[Task requirements] Of the lines in the listing below, count those containing "banner". Provide the count and nothing else.

[Materials provided]
-----

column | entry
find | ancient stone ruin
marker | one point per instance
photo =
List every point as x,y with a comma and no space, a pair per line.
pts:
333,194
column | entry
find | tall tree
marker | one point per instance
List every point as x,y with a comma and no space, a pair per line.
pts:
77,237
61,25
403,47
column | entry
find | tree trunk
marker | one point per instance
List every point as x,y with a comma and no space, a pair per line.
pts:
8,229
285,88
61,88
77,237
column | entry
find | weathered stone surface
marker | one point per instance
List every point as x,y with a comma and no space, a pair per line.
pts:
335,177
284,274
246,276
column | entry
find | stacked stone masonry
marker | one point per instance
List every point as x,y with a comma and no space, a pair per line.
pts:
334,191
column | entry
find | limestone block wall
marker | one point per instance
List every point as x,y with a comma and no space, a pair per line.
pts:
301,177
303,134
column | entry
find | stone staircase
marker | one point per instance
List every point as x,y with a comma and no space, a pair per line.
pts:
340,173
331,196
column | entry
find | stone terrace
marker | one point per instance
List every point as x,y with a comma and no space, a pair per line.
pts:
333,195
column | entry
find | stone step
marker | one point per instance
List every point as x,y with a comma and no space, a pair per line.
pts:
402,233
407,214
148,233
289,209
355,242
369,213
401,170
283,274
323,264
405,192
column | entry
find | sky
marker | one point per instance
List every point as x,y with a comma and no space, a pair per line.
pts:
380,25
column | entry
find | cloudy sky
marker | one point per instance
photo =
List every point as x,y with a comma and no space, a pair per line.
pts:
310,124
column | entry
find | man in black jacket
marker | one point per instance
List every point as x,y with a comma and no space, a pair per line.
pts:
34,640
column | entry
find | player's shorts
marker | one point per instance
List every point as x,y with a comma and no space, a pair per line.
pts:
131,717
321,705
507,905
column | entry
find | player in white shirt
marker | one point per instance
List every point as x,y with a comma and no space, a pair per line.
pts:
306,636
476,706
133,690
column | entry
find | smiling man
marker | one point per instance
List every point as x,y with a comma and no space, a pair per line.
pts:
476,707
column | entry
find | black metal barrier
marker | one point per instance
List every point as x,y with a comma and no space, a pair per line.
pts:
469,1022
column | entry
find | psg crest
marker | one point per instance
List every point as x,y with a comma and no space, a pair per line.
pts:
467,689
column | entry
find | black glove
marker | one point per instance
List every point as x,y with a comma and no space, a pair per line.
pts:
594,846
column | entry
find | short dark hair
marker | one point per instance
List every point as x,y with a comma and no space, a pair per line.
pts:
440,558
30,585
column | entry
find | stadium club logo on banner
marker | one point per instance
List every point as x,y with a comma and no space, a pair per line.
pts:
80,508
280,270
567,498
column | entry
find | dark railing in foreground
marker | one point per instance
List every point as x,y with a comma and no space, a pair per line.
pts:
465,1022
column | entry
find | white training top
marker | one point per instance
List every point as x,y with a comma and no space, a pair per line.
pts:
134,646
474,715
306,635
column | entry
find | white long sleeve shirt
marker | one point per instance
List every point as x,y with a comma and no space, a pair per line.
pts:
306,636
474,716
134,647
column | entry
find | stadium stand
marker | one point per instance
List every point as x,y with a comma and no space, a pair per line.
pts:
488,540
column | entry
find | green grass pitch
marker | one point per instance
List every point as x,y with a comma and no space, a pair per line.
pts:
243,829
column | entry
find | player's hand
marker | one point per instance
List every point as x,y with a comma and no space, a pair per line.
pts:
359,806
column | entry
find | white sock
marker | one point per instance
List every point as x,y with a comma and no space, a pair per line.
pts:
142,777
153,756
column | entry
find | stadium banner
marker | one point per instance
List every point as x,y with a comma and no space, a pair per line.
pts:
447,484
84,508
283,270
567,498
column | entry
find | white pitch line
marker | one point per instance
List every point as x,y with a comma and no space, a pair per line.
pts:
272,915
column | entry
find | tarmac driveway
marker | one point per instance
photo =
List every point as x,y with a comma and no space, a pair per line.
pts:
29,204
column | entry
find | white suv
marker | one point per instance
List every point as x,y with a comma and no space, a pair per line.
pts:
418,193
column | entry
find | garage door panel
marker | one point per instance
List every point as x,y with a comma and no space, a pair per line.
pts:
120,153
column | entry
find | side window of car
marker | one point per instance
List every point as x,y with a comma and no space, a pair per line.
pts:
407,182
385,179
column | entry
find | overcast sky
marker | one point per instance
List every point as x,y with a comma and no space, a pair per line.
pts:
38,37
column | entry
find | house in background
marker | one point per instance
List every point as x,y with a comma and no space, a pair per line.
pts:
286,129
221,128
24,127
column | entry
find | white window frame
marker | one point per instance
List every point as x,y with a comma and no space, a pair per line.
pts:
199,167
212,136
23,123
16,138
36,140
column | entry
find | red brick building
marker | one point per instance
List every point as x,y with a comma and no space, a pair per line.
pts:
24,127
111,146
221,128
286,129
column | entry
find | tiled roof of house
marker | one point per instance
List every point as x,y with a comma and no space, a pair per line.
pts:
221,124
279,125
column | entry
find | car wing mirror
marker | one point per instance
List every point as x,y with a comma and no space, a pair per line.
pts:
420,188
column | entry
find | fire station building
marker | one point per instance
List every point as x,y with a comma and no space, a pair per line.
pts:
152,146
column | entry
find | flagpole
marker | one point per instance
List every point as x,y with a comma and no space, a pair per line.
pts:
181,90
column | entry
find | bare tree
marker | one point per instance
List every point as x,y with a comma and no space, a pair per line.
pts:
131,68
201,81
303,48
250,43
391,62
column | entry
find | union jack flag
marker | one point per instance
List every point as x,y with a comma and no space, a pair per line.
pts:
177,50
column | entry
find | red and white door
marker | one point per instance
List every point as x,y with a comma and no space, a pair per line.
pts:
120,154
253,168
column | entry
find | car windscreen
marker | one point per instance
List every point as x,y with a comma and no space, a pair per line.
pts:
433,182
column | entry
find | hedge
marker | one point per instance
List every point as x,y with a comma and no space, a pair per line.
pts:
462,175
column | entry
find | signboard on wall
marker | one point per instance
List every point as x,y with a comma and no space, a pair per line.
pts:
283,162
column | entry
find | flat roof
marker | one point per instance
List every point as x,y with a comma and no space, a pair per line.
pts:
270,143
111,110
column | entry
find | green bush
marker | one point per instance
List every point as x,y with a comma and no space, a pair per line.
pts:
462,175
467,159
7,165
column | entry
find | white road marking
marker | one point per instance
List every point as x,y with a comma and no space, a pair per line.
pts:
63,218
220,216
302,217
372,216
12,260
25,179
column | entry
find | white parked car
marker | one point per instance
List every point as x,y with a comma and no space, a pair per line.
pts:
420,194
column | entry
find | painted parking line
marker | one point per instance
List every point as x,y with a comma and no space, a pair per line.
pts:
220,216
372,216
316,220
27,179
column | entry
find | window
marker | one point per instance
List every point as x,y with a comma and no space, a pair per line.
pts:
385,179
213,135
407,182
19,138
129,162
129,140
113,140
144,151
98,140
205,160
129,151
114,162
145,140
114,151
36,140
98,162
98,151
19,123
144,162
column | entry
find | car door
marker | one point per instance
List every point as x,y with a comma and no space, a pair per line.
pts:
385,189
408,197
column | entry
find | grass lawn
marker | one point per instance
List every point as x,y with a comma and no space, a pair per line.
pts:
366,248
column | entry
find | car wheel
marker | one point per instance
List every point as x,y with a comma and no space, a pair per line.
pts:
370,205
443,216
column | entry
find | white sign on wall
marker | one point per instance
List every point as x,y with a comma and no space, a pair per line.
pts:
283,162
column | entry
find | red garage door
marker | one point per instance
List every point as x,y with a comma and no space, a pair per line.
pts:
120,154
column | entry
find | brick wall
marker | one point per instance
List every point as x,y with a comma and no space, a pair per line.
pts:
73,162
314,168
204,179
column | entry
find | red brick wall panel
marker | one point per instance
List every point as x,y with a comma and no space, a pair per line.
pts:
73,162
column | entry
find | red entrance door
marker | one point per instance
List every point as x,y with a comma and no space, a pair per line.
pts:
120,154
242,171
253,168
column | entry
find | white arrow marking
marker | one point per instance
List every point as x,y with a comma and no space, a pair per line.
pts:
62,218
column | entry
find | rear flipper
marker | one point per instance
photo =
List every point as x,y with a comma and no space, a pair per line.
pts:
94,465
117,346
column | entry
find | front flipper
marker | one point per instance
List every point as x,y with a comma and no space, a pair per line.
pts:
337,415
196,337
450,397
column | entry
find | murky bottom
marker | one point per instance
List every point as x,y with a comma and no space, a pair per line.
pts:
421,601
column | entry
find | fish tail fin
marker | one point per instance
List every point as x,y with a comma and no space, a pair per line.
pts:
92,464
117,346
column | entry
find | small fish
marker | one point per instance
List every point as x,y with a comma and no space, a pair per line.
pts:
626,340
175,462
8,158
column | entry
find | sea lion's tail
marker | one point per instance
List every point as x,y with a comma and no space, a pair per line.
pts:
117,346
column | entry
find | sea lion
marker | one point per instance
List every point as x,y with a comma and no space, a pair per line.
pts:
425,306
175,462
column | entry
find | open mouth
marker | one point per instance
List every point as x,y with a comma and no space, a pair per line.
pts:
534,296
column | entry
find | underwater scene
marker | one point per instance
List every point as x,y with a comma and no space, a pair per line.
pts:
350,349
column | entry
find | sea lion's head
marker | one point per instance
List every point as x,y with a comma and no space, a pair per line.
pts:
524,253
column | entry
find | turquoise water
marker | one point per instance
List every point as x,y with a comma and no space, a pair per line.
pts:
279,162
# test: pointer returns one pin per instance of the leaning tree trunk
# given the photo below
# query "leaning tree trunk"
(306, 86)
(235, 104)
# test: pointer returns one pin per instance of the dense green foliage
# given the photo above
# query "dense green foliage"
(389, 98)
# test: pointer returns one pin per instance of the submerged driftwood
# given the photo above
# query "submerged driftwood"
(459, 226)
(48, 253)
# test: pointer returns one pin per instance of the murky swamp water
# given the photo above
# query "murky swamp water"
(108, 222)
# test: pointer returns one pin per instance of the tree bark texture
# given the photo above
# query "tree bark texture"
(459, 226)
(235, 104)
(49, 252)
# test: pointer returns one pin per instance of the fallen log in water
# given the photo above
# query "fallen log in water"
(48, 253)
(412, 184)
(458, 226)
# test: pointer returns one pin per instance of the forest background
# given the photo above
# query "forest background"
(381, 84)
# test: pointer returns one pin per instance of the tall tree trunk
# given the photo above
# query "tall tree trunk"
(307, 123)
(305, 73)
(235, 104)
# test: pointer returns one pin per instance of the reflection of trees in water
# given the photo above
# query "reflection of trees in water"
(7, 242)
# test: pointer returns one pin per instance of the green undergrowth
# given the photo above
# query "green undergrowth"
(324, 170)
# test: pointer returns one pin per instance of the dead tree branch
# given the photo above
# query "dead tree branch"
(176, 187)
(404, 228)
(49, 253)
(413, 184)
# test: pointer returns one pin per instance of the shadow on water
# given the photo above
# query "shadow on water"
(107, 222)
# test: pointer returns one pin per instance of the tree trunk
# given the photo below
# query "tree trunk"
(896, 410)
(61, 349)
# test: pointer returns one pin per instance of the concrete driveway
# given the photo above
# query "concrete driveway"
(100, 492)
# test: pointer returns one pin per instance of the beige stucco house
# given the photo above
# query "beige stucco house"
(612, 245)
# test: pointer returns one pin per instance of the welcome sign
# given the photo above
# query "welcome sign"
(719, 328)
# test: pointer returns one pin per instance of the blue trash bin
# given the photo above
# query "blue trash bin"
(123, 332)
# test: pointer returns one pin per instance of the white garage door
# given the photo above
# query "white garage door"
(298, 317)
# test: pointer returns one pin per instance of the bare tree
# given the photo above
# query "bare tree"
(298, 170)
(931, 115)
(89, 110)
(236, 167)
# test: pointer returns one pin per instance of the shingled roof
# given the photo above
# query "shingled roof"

-----

[Result] 2